- **Given passage**
- Opening Delimiter -

ClusterLabs / libqb

libqb is a library providing high performance logging, tracing, ipc, and poll.
http://clusterlabs.github.io/libqb/
GNU Lesser General Public License v2.1
165 stars 97 forks source link

broken `test_ipc_max_dgram_size` test needs to be reviewed #234

Open jnpkrn opened 7 years ago

jnpkrn commented 7 years ago

https://travis-ci.org/ClusterLabs/libqb/jobs/178242766#L2722

../../tests/check_ipc.c:1498:F:ipc_max_dgram_size:test_ipc_max_dgram_size:0: Assertion 'init==try' failed: init==331264, try==425728

...triggered intermittently only with clang (3.4), upon unrelated change.

jnpkrn commented 7 years ago
Build image provisioning date and time
Thu Feb  5 15:09:33 UTC 2015

Operating System Details

Distributor ID: Ubuntu
Description:    Ubuntu 12.04.5 LTS
Release:    12.04
Codename:   precise

Linux Version
3.13.0-29-generic

Cookbooks Version
a68419e https://github.com/travis-ci/travis-cookbooks/tree/a68419e
jnpkrn commented 7 years ago

Verified this is indeed intermittent, the above link now points to a restarted run, which passed (note that the offset of the respective line is +3, unfortunately I haven't grabbed these 3 extraneous lines when it was possible, which might have shed more light into this, supposing they were related error messages).

jnpkrn commented 7 years ago

One of the possibilities that are hard to rule out is that parallel matrix builds (e.g., multiple compilers) share the same /dev/shm path (containers set up like that?) and it doesn't play very well in some rare circumstances as similar pseudorandom paths are being accessed...

chrissie-c commented 7 years ago

Very odd. I'm not going to worry about it short-term, though it would be useful to know how the test systems are set up. Can we reproduce it with clang ourselves?

jnpkrn commented 7 years ago

No cycles to spend on trying to reproduce that though we are now aware about this inclination in Travis CI so we'll have at least some clues when/if this recidivate.

jnpkrn commented 7 years ago

Some archeology:

jnpkrn commented 7 years ago

One more relevant hit: http://lists.corosync.org/pipermail/discuss/2013-May/002573.html

One quick thing to check is the location of your shared memory
I use travis ci for libqb and travis uses ubuntu vm's and I
know I had to do a workaround for the shared memory location
being moved from /dev/shm to /run/shm.

- Closing Delimiter -

- **Entries shown**
- Opening Delimiter -

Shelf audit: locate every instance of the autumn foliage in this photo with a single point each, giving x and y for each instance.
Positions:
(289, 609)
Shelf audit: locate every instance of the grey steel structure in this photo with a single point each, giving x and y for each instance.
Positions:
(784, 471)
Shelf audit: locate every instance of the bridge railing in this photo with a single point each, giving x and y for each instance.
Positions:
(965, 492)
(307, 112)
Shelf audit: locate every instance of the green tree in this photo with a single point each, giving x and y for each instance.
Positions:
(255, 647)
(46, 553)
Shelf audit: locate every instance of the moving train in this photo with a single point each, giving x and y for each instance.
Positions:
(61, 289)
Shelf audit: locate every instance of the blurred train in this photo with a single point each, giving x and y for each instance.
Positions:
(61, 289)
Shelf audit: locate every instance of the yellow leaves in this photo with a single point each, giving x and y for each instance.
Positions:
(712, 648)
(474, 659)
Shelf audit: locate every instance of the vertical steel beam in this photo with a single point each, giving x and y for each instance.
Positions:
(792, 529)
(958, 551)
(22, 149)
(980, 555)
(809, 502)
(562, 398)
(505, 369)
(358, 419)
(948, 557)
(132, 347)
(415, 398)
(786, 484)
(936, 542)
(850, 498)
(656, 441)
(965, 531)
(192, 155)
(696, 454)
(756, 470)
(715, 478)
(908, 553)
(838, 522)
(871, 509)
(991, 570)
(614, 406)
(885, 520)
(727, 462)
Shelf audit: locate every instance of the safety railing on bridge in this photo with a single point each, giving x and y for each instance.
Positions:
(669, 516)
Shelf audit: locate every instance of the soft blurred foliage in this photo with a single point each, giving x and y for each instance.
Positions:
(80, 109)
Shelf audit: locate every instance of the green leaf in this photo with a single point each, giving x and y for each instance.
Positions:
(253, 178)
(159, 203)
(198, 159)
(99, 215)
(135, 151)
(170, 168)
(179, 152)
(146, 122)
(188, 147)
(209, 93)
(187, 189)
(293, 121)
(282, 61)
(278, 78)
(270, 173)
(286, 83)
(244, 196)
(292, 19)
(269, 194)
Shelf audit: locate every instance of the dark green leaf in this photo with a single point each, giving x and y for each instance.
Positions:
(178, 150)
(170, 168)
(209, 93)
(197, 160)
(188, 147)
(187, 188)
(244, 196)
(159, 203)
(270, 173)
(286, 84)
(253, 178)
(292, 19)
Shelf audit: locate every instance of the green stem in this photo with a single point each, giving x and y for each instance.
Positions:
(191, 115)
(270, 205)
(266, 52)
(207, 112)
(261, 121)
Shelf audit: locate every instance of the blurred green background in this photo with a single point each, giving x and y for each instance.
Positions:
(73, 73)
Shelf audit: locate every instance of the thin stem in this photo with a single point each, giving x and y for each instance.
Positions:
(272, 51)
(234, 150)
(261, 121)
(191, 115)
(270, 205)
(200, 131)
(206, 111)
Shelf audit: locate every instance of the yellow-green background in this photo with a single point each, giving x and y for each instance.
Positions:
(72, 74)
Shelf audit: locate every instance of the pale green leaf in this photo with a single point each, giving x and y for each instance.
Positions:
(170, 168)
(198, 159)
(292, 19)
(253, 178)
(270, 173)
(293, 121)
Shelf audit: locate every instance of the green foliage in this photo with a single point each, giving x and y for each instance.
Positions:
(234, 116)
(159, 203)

- Closing Delimiter -

- **Problem description**
In the libqb issue thread, with which compiler and version was the failing test triggered intermittently?

- **Output of the exercise**
Clang 3.4.